Goal >>
Output the data that follows exactly, line for line.

## begin Supplied data

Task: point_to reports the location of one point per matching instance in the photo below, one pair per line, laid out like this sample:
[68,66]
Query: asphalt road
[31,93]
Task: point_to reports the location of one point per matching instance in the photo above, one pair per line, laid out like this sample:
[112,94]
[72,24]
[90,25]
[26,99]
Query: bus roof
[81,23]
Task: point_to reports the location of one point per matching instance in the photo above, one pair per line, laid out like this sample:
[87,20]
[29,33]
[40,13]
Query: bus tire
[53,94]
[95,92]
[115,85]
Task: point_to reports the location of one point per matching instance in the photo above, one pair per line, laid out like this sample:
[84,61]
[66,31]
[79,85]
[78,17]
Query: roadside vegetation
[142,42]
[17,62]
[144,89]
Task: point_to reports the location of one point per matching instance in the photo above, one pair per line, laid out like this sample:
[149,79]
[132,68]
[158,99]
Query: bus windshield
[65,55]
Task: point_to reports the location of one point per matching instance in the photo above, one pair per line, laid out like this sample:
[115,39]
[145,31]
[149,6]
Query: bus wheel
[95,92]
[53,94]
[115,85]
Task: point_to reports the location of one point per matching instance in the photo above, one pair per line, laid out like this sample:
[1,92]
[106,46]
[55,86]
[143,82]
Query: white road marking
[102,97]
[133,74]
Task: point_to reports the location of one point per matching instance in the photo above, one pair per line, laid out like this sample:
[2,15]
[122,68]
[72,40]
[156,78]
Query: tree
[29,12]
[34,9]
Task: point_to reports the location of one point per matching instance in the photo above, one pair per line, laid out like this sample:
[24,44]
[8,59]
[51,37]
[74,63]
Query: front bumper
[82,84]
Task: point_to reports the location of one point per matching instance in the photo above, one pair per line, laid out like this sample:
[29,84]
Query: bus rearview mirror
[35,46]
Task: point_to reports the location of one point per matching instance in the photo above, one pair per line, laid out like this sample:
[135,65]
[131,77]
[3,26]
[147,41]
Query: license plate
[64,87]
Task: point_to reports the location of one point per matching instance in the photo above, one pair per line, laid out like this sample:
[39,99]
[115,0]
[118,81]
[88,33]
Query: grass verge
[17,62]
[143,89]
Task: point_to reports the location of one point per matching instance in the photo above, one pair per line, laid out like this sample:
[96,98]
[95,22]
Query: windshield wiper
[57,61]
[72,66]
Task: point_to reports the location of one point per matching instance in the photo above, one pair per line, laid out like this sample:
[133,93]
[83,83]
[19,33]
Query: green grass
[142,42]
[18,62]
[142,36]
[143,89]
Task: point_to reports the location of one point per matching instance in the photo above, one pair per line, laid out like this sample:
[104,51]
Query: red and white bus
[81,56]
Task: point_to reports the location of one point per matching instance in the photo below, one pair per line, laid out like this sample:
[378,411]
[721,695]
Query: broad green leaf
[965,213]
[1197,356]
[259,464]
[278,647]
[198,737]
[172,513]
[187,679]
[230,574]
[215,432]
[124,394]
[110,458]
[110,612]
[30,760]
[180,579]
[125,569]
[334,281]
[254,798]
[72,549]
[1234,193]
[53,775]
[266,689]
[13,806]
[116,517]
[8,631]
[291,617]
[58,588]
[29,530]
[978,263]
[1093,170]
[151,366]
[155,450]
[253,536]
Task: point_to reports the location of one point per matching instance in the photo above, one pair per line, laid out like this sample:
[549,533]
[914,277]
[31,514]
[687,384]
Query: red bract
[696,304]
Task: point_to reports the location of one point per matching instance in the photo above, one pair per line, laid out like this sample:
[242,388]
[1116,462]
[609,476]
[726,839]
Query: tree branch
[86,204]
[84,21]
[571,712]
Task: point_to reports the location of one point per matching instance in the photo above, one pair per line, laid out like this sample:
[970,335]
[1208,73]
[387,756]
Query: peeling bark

## end Supplied data

Finished task >>
Task: point_to reports the location of one point per matching instance in the photo below, one pair per line, laid out like this sample:
[68,66]
Query: asphalt road
[31,93]
Task: point_to reports the location of one point per matching instance in the photo above, one pair per line, laid out like this sample:
[112,94]
[72,24]
[90,25]
[26,99]
Query: bus roof
[81,23]
Task: point_to reports the location of one point per matching instance in the photo above, one pair per line, laid out like this sample:
[87,20]
[29,33]
[40,13]
Query: bus tire
[53,94]
[95,92]
[115,85]
Task: point_to reports the location of one point per matching instance in the photo above, one pair per line, laid out like this sample:
[84,61]
[66,31]
[79,85]
[78,17]
Query: roadside vegetation
[142,42]
[17,62]
[144,89]
Task: point_to reports the location of one point per matching instance in the photo above, one pair per line, laid out like this sample:
[149,79]
[132,68]
[158,99]
Query: bus windshield
[65,55]
Task: point_to reports the location of one point per matching instance in the photo above, one pair per line, laid out like this sample:
[115,39]
[145,31]
[149,6]
Query: bus wheel
[95,92]
[53,94]
[115,85]
Task: point_to reports the location of one point per matching instance in the photo above, one pair per line, laid out like this sample:
[1,92]
[106,46]
[55,86]
[143,82]
Query: white road marking
[102,97]
[133,74]
Task: point_to reports the location of one point per matching instance in the photo above, one pair per line, laid out like this sample:
[2,15]
[122,68]
[72,40]
[156,78]
Query: tree
[29,12]
[34,9]
Task: point_to reports the location of one point per matching instance in the photo above, one pair per line, laid out like this sample:
[24,44]
[8,59]
[51,37]
[74,63]
Query: front bumper
[82,84]
Task: point_to reports the location of one point per matching instance in the photo above, one pair per line, laid out like this sample:
[29,84]
Query: bus rearview mirror
[35,46]
Task: point_to reports the location of one point per matching instance in the photo above, one pair per line, laid out like this sample:
[135,65]
[131,77]
[3,26]
[147,41]
Query: license plate
[64,87]
Task: point_to reports the location of one point per matching instance in the photo above, one pair per line, laid out like this sample:
[39,99]
[115,0]
[118,81]
[88,33]
Query: grass verge
[17,62]
[143,89]
Task: point_to reports the location of one point per matching instance in the photo above, one pair per line, laid out like this sample:
[96,98]
[95,22]
Query: windshield wiper
[57,61]
[72,66]
Task: point_to reports the location of one point per matching instance in the photo above, one pair per line, laid out like this sample:
[133,93]
[83,83]
[19,33]
Query: green grass
[142,42]
[18,62]
[142,36]
[143,89]
Task: point_to reports the location of one point per matching instance in the photo above, one pair per line, laid out like this sample:
[104,51]
Query: red and white bus
[81,56]
Task: point_to reports the location of one point per matching instance in the photo below, one pair per line, laid out like this sample:
[378,411]
[721,695]
Query: broad green leaf
[965,213]
[1197,356]
[259,464]
[278,647]
[198,737]
[172,513]
[187,679]
[230,574]
[215,432]
[124,394]
[110,458]
[110,612]
[30,760]
[180,579]
[125,569]
[334,281]
[254,798]
[72,549]
[1234,193]
[53,775]
[266,689]
[13,806]
[116,517]
[8,631]
[291,617]
[58,588]
[29,530]
[978,263]
[1093,170]
[151,366]
[155,450]
[253,536]
Task: point_to reports the location of one point per matching instance in the photo above, one pair per line, laid out like this sample:
[549,533]
[914,277]
[31,514]
[687,384]
Query: red bract
[696,304]
Task: point_to reports the location of one point per matching instance in the photo above, one pair per line, laid out like this sample:
[242,388]
[1116,462]
[609,476]
[726,839]
Query: tree branch
[86,204]
[84,21]
[571,712]
Task: point_to reports the location of one point per matching instance in the photo above, one pair per line, laid out like this sample:
[970,335]
[1208,73]
[387,756]
Query: peeling bark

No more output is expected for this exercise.